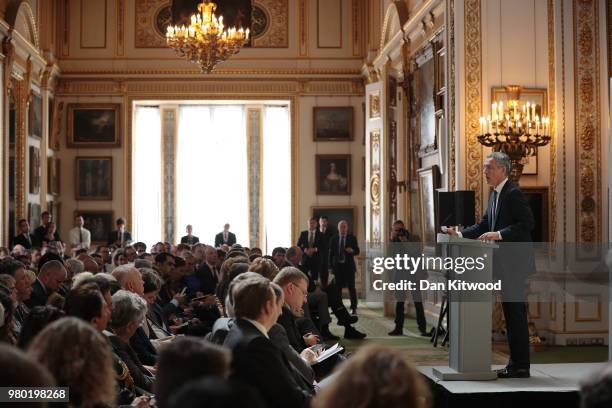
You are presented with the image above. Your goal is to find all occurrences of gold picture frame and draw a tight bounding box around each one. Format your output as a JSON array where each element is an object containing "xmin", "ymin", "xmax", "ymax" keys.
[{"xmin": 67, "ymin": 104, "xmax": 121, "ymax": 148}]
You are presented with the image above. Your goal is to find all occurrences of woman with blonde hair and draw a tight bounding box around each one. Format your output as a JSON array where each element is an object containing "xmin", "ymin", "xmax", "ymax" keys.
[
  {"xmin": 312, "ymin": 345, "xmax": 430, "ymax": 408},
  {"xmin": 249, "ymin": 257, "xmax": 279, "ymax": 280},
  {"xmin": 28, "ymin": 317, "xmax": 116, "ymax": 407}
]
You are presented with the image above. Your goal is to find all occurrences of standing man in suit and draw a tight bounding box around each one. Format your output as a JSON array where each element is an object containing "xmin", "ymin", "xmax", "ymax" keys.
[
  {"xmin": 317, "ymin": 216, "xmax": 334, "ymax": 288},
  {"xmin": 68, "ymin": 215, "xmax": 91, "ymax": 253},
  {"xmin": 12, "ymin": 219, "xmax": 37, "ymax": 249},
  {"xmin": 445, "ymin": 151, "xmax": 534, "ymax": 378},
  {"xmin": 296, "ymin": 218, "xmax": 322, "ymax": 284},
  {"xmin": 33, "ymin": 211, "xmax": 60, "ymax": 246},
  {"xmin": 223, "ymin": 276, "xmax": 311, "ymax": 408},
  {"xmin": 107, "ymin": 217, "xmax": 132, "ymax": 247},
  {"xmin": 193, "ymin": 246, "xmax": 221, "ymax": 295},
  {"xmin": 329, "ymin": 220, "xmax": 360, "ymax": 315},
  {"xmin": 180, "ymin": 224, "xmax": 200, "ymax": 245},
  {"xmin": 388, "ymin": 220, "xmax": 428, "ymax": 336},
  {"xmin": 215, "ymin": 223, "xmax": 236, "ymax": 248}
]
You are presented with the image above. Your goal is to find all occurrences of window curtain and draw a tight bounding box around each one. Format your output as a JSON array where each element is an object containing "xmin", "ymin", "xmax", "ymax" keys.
# # # # #
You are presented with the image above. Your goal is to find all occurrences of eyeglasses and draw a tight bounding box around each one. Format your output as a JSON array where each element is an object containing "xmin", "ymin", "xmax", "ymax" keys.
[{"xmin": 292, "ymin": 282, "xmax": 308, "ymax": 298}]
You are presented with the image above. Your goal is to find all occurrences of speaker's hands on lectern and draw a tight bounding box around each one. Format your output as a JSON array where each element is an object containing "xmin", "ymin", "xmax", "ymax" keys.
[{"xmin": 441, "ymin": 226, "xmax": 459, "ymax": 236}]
# # # # #
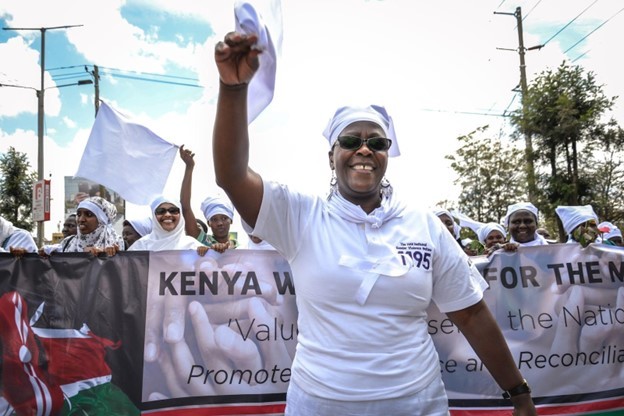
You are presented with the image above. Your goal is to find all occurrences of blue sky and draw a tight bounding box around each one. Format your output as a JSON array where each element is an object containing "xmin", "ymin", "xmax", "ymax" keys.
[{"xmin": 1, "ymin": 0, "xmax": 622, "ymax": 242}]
# # # # #
[Your instructions]:
Would you please repeat exactly the lines above, starting at the line with "occurrences of standing" and stopping at the line with "occurrences of window", both included?

[Exercise solution]:
You are presented with the image above. Your goal is to find all occurrences of standing man in suit and draw a tight bounding box around each one. Format your output as a JSON array where each element is an object containing "xmin", "ymin", "xmax", "ymax" keys.
[
  {"xmin": 317, "ymin": 216, "xmax": 334, "ymax": 288},
  {"xmin": 68, "ymin": 215, "xmax": 91, "ymax": 253},
  {"xmin": 12, "ymin": 219, "xmax": 37, "ymax": 249},
  {"xmin": 445, "ymin": 151, "xmax": 534, "ymax": 378},
  {"xmin": 296, "ymin": 218, "xmax": 322, "ymax": 284},
  {"xmin": 33, "ymin": 211, "xmax": 60, "ymax": 246},
  {"xmin": 223, "ymin": 276, "xmax": 311, "ymax": 408},
  {"xmin": 107, "ymin": 217, "xmax": 132, "ymax": 247},
  {"xmin": 193, "ymin": 246, "xmax": 221, "ymax": 295},
  {"xmin": 329, "ymin": 220, "xmax": 360, "ymax": 315},
  {"xmin": 180, "ymin": 224, "xmax": 200, "ymax": 245},
  {"xmin": 388, "ymin": 220, "xmax": 428, "ymax": 336},
  {"xmin": 215, "ymin": 223, "xmax": 236, "ymax": 248}
]
You are presented with the image above. Your goal is to find all occurrences of window curtain and draw a tight bounding box around each one. Format your output as a JSON array where each element is an object containing "xmin", "ymin", "xmax", "ymax" keys.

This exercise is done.